Fiocchi Ammo

Fiocchi Ammo

Fiocchi ammo in-stock at Ammoman.com

Fiocchi Ammunition History

Italy has always led the world in engineering. Rome was the first city in the world to have more than one million residents, because Romans knew how to build aqueducts. The same country that invented the first internal combustion engine is now also home to Maserati, Ferrari, and Lamborghini. Only a select few Italians, however, make something that goes even faster than a Lamborghini.

Giulio Fiocchi joined Napoleon’s army in the early 1800s. Some time afterward he settled into a more comfortable life as a bank manager in Milan. In the 1870s Giulio was assigned to oversee a loan that his bank had granted the owner of a musket and black powder factory in nearby Lecco. When the owner defaulted, Giulio rode to Lecco on horseback to see what he could salvage for the bank. The factory owner was not in good financial shape at that point, so it wasn’t much.

But Giulio saw opportunity in the foreclosed factory. Although no more an expert on firearms than any other soldier, Giulio knew that breech loading weapons were becoming increasingly popular at the time. Giulio sat down with his brother Giacomo, an engineer educated at University of Milan. He asked Giacomo, almost certainly over wine, if he thought producing cased ammunition could turn a profit. Giacomo believed that it very much could.

The brothers convinced Giulio’s employer to lend them money to buy the defaulting factory, putting Fiocchi Munizioni in business in 1876. The brothers ceased all production of muskets the following year, choosing to focus entirely on brass cased cartridges with modern replaceable primers. Some years later they stopped producing unprofitable black powder as well.

Things went well for Giulio and Giacomo. The brothers built houses for their workers to live in, and paid them enough that they could even buy those houses. The school and nursery built for the Fiocchis’ workers are still in operation today!

A Reliable Wartime Supplier

Giulio passed away in 1914 while Fiocchi served as Italy’s primary ammo supplier during the war. He had fathered 13 children, and bequeathed his company to his son Carlo. The company has been passed down through the Fiocchi family in that fashion to this day.

Shortly after the Second World War broke out, the Nazis seized control of the Fiocchi factory. Italy was on the same side as Germany, although their attitude toward the war was often more opportunistic than ideologically driven. When things started looking bleak for the Nazis, they decided to blow the factory to smithereens rather than let the Allied Forces take it. The Fiocchi workers managed to foil the Nazis’ plan -- only to see their factory nearly totalled by Allied bombers.

(A run of records)
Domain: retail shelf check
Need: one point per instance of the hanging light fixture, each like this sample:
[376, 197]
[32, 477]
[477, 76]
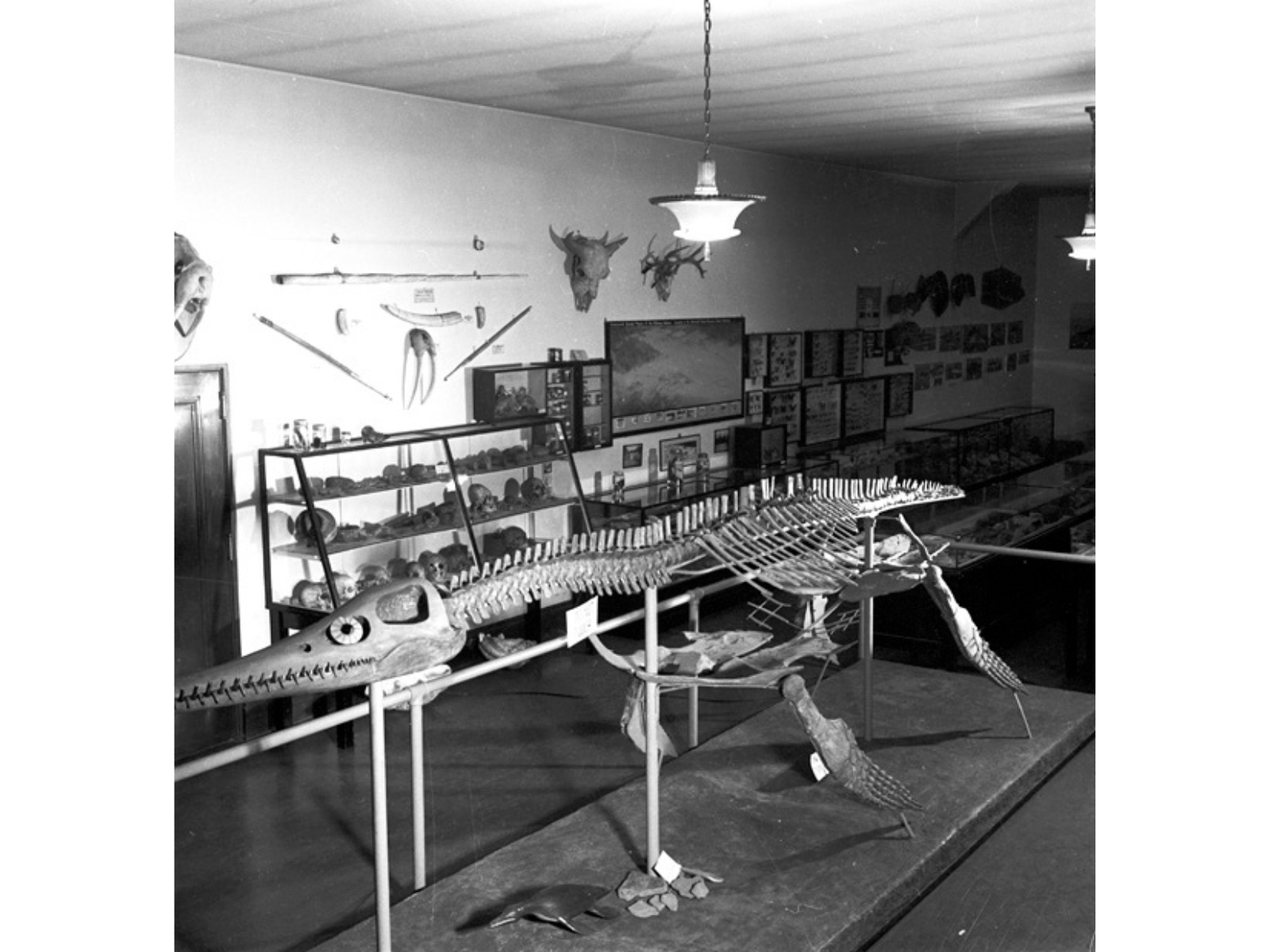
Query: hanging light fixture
[1083, 244]
[706, 215]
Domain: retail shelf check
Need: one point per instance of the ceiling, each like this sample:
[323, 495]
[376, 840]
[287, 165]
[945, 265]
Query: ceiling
[958, 90]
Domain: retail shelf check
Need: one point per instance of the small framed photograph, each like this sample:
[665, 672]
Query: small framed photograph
[785, 406]
[823, 355]
[683, 448]
[755, 404]
[852, 353]
[756, 357]
[868, 306]
[785, 359]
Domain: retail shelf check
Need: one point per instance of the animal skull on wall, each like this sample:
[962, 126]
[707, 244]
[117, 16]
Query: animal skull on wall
[586, 263]
[667, 264]
[194, 289]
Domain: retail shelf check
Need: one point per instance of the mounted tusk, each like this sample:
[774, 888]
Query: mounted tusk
[425, 321]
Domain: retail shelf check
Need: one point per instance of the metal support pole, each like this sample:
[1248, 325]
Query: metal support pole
[652, 729]
[868, 524]
[421, 857]
[380, 812]
[695, 691]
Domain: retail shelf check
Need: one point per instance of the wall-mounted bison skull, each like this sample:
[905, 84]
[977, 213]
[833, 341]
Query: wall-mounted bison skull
[194, 289]
[586, 262]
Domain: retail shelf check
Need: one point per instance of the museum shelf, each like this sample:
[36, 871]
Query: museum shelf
[986, 446]
[337, 518]
[638, 505]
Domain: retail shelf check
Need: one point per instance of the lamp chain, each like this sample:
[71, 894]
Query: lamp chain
[708, 79]
[1092, 167]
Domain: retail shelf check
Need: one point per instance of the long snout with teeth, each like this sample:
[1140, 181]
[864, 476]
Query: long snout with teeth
[384, 632]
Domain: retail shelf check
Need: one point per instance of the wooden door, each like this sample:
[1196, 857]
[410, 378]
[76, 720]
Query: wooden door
[206, 588]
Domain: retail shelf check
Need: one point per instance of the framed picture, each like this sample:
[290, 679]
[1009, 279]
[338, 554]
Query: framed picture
[823, 355]
[785, 359]
[756, 357]
[755, 404]
[683, 448]
[876, 343]
[975, 340]
[785, 408]
[822, 413]
[950, 340]
[868, 306]
[899, 395]
[852, 353]
[864, 408]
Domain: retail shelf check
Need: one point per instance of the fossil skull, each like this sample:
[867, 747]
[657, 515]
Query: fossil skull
[435, 569]
[370, 577]
[514, 539]
[398, 628]
[586, 262]
[483, 501]
[194, 290]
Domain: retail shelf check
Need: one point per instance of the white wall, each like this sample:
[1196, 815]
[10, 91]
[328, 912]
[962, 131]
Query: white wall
[268, 167]
[1064, 378]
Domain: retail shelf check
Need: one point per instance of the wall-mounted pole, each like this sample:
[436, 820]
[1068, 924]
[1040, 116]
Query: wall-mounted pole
[868, 524]
[652, 729]
[421, 860]
[380, 814]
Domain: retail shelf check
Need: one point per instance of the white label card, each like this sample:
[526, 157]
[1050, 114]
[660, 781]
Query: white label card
[818, 770]
[581, 621]
[667, 869]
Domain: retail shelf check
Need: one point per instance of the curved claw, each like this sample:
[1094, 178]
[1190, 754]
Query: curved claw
[419, 342]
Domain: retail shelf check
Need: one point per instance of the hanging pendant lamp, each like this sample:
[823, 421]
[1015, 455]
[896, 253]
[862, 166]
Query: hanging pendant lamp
[1083, 244]
[706, 215]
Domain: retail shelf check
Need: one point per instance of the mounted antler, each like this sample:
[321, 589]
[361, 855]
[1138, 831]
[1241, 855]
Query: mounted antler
[667, 264]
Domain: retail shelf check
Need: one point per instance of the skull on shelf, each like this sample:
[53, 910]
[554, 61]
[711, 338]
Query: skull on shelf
[433, 568]
[514, 539]
[346, 587]
[483, 501]
[533, 489]
[457, 558]
[313, 596]
[370, 577]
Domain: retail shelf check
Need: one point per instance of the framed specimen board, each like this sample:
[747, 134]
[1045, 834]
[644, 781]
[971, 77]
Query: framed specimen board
[852, 353]
[822, 413]
[899, 395]
[756, 357]
[785, 408]
[823, 355]
[784, 359]
[864, 408]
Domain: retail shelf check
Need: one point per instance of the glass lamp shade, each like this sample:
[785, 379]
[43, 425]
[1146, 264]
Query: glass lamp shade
[1083, 244]
[705, 215]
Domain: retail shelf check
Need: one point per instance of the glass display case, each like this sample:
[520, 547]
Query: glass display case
[988, 446]
[1014, 512]
[344, 517]
[638, 505]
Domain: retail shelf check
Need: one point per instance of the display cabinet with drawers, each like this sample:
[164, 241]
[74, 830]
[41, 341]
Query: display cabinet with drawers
[342, 518]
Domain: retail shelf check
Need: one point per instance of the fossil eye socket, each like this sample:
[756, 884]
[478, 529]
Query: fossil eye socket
[348, 630]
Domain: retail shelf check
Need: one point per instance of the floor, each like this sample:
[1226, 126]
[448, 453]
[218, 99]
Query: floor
[275, 854]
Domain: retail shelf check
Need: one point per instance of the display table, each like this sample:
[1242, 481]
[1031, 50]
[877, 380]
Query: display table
[803, 865]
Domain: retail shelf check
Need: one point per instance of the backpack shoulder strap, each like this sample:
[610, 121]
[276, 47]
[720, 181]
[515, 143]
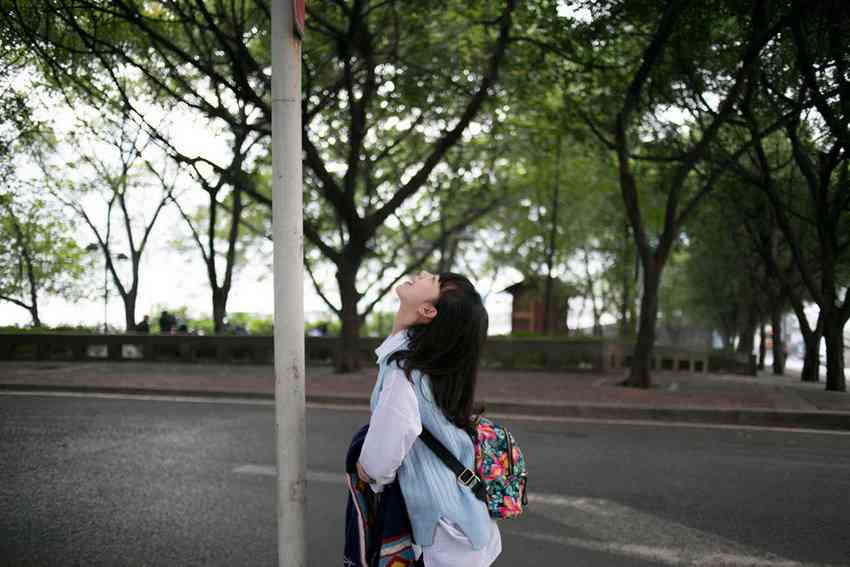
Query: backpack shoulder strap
[465, 476]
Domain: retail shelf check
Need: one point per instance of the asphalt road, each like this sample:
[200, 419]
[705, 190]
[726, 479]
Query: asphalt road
[88, 481]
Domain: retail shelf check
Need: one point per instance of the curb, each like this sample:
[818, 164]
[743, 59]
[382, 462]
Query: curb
[824, 420]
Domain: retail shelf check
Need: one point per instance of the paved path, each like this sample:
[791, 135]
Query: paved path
[764, 400]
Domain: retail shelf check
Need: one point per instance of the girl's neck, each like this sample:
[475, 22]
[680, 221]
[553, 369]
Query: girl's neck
[404, 318]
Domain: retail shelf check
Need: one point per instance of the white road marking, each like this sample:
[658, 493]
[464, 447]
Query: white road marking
[609, 527]
[364, 409]
[271, 470]
[612, 527]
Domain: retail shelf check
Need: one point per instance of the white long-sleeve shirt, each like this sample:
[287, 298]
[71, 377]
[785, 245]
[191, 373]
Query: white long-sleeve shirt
[394, 426]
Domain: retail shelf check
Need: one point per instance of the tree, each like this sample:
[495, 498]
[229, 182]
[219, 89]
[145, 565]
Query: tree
[115, 161]
[818, 112]
[37, 256]
[681, 60]
[385, 98]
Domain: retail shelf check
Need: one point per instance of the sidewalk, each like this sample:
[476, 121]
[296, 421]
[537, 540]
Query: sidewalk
[764, 400]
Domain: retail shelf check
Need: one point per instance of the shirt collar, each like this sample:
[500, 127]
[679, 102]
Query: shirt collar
[391, 344]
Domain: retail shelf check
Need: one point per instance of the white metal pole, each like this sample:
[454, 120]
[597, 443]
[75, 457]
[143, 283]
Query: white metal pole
[288, 287]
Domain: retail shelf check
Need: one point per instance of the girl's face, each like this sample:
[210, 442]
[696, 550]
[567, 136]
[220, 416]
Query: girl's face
[424, 288]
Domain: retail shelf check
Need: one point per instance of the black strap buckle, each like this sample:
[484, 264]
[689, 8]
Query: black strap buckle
[468, 478]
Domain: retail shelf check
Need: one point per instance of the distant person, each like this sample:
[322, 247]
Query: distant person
[166, 322]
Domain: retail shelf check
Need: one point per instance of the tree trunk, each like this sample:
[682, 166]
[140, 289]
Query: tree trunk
[36, 321]
[833, 332]
[639, 376]
[348, 358]
[551, 245]
[219, 309]
[811, 358]
[778, 344]
[626, 306]
[746, 339]
[130, 312]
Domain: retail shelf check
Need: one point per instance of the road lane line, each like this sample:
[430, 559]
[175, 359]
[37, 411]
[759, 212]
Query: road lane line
[363, 409]
[611, 527]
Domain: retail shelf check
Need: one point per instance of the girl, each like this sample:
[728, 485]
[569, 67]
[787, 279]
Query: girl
[427, 373]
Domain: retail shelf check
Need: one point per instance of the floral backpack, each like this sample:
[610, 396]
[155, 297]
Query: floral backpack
[500, 477]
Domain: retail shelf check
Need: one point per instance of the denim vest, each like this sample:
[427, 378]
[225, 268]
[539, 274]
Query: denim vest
[430, 489]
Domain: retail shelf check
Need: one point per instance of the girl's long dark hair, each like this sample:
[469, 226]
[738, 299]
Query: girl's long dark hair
[448, 348]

# Set task 1
Name every member of the Fiocchi family whom the history of Fiocchi ammunition mentions by name.
# Set task 2
Continue the history of Fiocchi ammunition from the point where it stops.
The listing comes from a separate source and has no connection to the history of Fiocchi ammunition.

# Expected output 1
Giulio Fiocchi, Giacomo, Carlo

# Expected output 2
The Fiocchi brothers decided to rebuild instead of disbanding. They took the opportunity to build one of Europe’s most technologically advanced ammunition factories. Many of their new machines were engineered to manufacture cartridges and nothing else.

Fiocchi Heads to the U.S.

Fiocchi’s first move to America came in the 50s. They partnered with Smith & Wesson to operate a factory in Illinois, but soon parted ways and withdrew from the U.S. entirely. A newer Carlo Fiocchi, whose mother was British, was placed in charge of the company’s English speaking markets in the 1980s. He too saw an opportunity, in America -- but only if Fiocchi had a physical presence there.

In 1983 Carlo built an importing facility in Springfield, MO, a location he chose in part for its access to trucking and rail routes. Within two years Carlo realized that manufacturing ammo in America would be more profitable than importing it, so he convinced his relative Paolo, then the president of Fiocchi, to let him build a factory. He bought the land he needed from a farmer in nearby Ozark. That farmer probably never had to farm again.

Fiocchi of America’s business was in rough shape after the turn of the millennium. Carlo and his executive team managed to turn things around, and increased sales fivefold within a few years. Today 75 percent of centerfire handgun cartridges and 100 percent of shotshells that Fiocchi sells in America is also made in America.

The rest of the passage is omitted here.